-- Problem statement --
In the article about trade association job openings, repeat word for word the passage from "Mica earned $1.8" to "beer-sponsored sporting events.".

Page text Block Start

The heads of PhRMA and MPAA not only have to manage their relationships with members, but deal with aggressive and often ego-driven CEOs of large companies who hold various opinions on politics.

Retiring Democrats like Sens. Christopher Dodd (Conn.) and Byron Dorgan (N.D.), and Reps. John Tanner and Bart Gordon, both of Tennessee, are names mentioned as possible hot prospects downtown.

“The demand for high-profile Democrats in this town is still pretty high,” Adler said.

A few of the job openings offer second- and third-home salaries, and will likely command interest from retiring and sitting members alike.

The American Council of Life Insurers is searching for a replacement for Frank Keating, a former Republican governor of Oklahoma who has announced he is stepping down. His contract expires in 2011.

Keating earned nearly $3 million in total and deferred compensation, according to 2008 tax records.

The Credit Union National Association for years has been directed by former Democratic congressman Dan Mica of Florida. But Mica is leaving the group next year.

Mica earned $1.8 million in total compensation in 2008, according to tax records.

The Beer Institute is looking to replace its popular president, Jeff Becker, who died after a battle with cancer in January.

The Beer Institute doesn’t command the type of salaries as some other groups, but comes with a variety of perks, like tickets to beer-sponsored sporting events.

The Security Industry Association is also looking to fill its top spot.

Page text Block End
Data extract Block Start

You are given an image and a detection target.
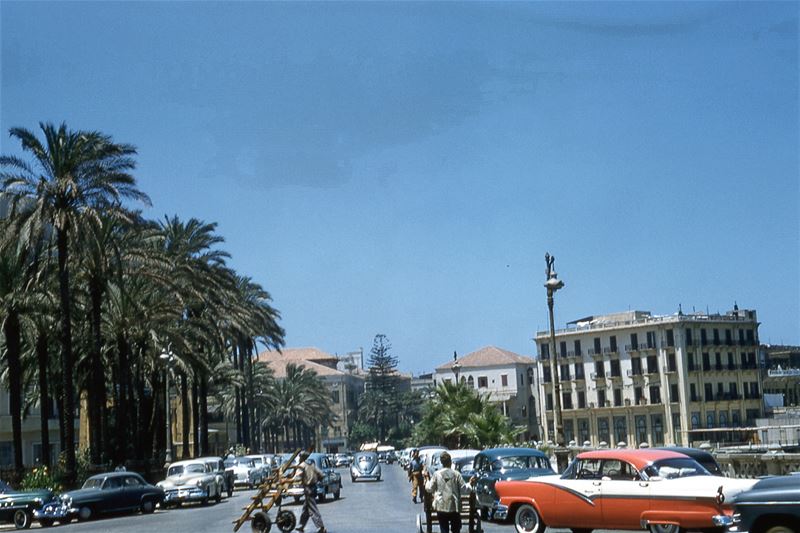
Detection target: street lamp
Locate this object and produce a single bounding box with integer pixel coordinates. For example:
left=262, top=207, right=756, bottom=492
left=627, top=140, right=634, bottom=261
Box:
left=544, top=253, right=567, bottom=472
left=450, top=350, right=461, bottom=385
left=158, top=345, right=174, bottom=463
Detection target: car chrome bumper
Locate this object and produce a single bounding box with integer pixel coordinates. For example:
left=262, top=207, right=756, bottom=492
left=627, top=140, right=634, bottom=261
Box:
left=492, top=503, right=508, bottom=520
left=163, top=487, right=209, bottom=504
left=33, top=503, right=78, bottom=520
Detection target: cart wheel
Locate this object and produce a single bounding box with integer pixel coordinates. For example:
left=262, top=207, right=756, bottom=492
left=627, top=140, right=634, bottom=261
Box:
left=250, top=511, right=272, bottom=533
left=275, top=509, right=297, bottom=533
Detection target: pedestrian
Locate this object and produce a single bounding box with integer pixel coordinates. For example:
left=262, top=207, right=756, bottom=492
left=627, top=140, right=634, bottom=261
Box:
left=408, top=448, right=422, bottom=503
left=295, top=451, right=328, bottom=533
left=424, top=452, right=475, bottom=533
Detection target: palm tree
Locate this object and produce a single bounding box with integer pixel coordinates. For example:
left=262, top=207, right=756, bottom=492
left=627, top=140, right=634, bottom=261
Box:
left=0, top=123, right=149, bottom=481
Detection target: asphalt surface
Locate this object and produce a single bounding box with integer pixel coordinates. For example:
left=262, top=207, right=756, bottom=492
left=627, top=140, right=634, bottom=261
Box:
left=0, top=464, right=588, bottom=533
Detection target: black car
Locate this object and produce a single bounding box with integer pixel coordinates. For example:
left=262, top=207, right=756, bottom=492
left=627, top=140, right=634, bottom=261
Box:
left=0, top=480, right=53, bottom=529
left=656, top=446, right=725, bottom=476
left=714, top=475, right=800, bottom=533
left=473, top=448, right=555, bottom=520
left=34, top=472, right=164, bottom=527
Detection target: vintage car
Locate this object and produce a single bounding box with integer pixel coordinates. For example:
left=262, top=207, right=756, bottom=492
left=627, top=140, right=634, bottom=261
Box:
left=33, top=472, right=164, bottom=527
left=714, top=475, right=800, bottom=533
left=225, top=457, right=263, bottom=489
left=286, top=453, right=342, bottom=502
left=350, top=452, right=381, bottom=482
left=472, top=448, right=555, bottom=520
left=197, top=457, right=236, bottom=498
left=495, top=449, right=756, bottom=533
left=156, top=459, right=223, bottom=507
left=0, top=480, right=53, bottom=529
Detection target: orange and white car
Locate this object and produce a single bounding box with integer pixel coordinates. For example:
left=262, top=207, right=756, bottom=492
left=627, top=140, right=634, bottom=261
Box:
left=495, top=449, right=756, bottom=533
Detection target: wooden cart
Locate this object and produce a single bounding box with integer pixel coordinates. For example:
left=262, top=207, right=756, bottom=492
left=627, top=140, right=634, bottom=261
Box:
left=417, top=486, right=483, bottom=533
left=233, top=450, right=300, bottom=533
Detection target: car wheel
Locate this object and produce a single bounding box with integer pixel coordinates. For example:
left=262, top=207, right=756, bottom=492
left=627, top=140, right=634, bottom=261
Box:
left=762, top=524, right=797, bottom=533
left=650, top=524, right=681, bottom=533
left=275, top=509, right=297, bottom=533
left=514, top=503, right=545, bottom=533
left=141, top=500, right=156, bottom=514
left=78, top=505, right=92, bottom=522
left=13, top=509, right=33, bottom=529
left=250, top=511, right=272, bottom=533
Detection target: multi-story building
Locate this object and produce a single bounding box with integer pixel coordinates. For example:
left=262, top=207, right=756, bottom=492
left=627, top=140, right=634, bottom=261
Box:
left=433, top=346, right=539, bottom=440
left=761, top=344, right=800, bottom=407
left=536, top=306, right=763, bottom=446
left=258, top=348, right=364, bottom=453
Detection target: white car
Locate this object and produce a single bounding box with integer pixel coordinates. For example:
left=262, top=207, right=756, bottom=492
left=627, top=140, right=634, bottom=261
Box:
left=156, top=459, right=222, bottom=507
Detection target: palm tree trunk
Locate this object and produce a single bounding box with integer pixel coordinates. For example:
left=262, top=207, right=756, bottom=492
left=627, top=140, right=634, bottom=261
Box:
left=88, top=279, right=106, bottom=465
left=36, top=329, right=51, bottom=468
left=181, top=372, right=191, bottom=459
left=3, top=309, right=23, bottom=476
left=56, top=226, right=75, bottom=486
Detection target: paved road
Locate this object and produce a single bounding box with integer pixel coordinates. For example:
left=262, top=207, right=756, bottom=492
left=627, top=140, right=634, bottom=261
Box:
left=0, top=465, right=580, bottom=533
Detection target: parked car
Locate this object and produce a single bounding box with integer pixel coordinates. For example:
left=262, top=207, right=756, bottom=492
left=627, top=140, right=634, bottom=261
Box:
left=654, top=446, right=725, bottom=476
left=156, top=459, right=223, bottom=507
left=350, top=452, right=381, bottom=482
left=334, top=453, right=350, bottom=467
left=0, top=480, right=53, bottom=529
left=33, top=472, right=164, bottom=527
left=472, top=448, right=555, bottom=520
left=225, top=457, right=263, bottom=489
left=428, top=450, right=479, bottom=475
left=714, top=475, right=800, bottom=533
left=286, top=453, right=342, bottom=502
left=495, top=449, right=756, bottom=533
left=198, top=457, right=236, bottom=498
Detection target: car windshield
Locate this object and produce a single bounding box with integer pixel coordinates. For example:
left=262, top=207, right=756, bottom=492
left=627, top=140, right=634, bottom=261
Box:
left=644, top=458, right=711, bottom=479
left=83, top=477, right=103, bottom=489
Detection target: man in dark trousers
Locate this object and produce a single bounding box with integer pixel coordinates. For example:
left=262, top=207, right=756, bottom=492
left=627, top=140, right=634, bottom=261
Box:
left=295, top=451, right=328, bottom=533
left=408, top=448, right=422, bottom=503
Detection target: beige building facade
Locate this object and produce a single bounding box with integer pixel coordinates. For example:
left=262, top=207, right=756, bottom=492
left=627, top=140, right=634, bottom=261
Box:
left=535, top=307, right=763, bottom=446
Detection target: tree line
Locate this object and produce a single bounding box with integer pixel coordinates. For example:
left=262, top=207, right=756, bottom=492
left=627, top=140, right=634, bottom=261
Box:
left=0, top=123, right=331, bottom=484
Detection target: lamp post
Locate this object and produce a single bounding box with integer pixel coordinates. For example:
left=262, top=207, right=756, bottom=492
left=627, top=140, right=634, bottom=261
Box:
left=451, top=350, right=461, bottom=385
left=158, top=345, right=173, bottom=463
left=544, top=253, right=567, bottom=472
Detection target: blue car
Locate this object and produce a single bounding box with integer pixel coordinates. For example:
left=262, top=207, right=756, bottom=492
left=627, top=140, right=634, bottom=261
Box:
left=473, top=448, right=555, bottom=520
left=714, top=475, right=800, bottom=533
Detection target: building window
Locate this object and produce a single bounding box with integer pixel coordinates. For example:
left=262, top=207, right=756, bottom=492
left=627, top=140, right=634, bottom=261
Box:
left=597, top=418, right=611, bottom=444
left=650, top=385, right=661, bottom=405
left=669, top=383, right=681, bottom=403
left=561, top=392, right=572, bottom=409
left=635, top=415, right=647, bottom=446
left=614, top=416, right=628, bottom=443
left=650, top=414, right=664, bottom=446
left=667, top=352, right=678, bottom=372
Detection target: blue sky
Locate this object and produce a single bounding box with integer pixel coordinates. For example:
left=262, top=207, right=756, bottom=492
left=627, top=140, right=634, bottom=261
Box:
left=0, top=1, right=800, bottom=372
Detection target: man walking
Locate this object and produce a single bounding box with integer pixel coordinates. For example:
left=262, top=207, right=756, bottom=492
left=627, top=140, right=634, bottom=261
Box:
left=408, top=448, right=422, bottom=503
left=425, top=452, right=475, bottom=533
left=295, top=451, right=328, bottom=533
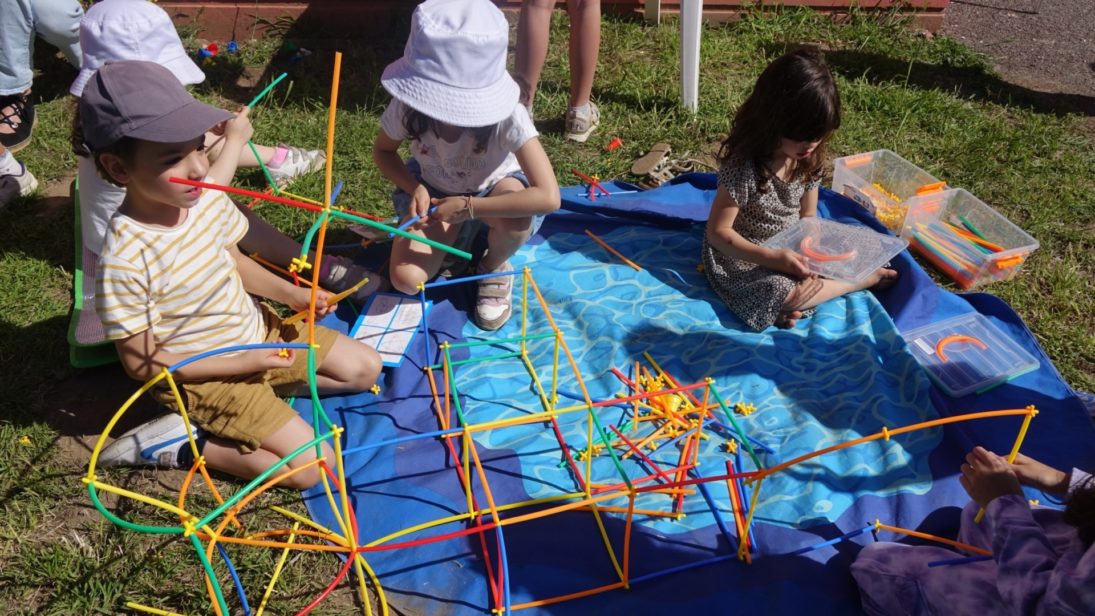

Data extract Block End

-- Result for this task --
Mica earned $1.8 million in total compensation in 2008, according to tax records.

The Beer Institute is looking to replace its popular president, Jeff Becker, who died after a battle with cancer in January.

The Beer Institute doesn’t command the type of salaries as some other groups, but comes with a variety of perks, like tickets to beer-sponsored sporting events.